• **PROVIDED DATA**

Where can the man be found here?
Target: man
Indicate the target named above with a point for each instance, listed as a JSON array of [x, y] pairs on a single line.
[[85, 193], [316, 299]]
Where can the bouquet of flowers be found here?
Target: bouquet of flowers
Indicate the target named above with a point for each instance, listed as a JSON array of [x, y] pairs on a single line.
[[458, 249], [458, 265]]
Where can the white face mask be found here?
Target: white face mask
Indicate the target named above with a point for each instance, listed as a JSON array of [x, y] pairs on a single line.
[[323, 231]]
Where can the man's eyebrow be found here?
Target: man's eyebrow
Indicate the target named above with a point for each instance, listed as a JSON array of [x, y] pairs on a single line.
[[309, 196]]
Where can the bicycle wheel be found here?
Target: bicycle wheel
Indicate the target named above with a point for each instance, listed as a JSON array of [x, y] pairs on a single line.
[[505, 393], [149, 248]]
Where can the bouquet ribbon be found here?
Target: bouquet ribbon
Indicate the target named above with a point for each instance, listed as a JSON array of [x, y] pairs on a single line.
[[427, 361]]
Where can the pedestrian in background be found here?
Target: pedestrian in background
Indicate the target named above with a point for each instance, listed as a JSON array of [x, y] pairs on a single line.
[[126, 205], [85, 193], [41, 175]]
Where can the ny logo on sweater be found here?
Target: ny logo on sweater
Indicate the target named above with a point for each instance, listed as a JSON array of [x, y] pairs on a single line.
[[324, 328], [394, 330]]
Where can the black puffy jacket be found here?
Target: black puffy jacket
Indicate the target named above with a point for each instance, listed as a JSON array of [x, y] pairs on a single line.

• **AIM OF THE TASK**
Every record shown above must be echoed exactly.

• **RESULT OF THIS EXERCISE**
Where can the man be found here?
Target: man
Indicate the target named above with a point for each instance, listed as a JSON array of [x, y] pairs on a single line.
[[85, 193], [316, 299]]
Where can the bouquet of flowers be found here?
Target: bouquet of flowers
Indicate the target named above with a point for each instance, listed as a JSON array of [x, y] pairs on a single line.
[[458, 249], [458, 265]]
Where can the white face mask be found here?
Target: white face mask
Indicate the target named above with a point for each instance, listed as a JSON array of [x, y] pairs on a single line.
[[323, 231]]
Where can the man's eyebrow be found here?
Target: man's eyebrow
Indicate the target named above with a point for each instance, listed as a JSON array of [x, y] pairs on a single line.
[[309, 196]]
Where can the bicycle wheel be found here?
Target: bicycle wheel
Indicate the target named above with a point for each instance, listed as a JSON array of [x, y] pairs on a single line.
[[505, 393], [149, 248]]
Where can the bouquet ribbon be found here?
Target: bouquet ribbon
Indicate the target named above with a point for each instance, listed as a JSON array of [x, y] pairs on a single line.
[[427, 361]]
Where can the pedestrian in background be found here?
Target: pedestrian in background
Indicate the target named above with a point for each instance, listed as a JSON array of [x, y] pairs on a single line.
[[126, 205], [85, 193], [41, 175]]
Where can the ny logo on sweater be found here?
Target: ny logo on sweater
Indicate the target named above with a point for each instance, listed as a JSON array of [x, y] pairs on a single line.
[[324, 328], [394, 330]]
Where can the black puffy jacket be found here?
Target: black puffy jacket
Indicate the target named above with a point for each instance, listed as a JSON array of [x, y] pairs on a single line.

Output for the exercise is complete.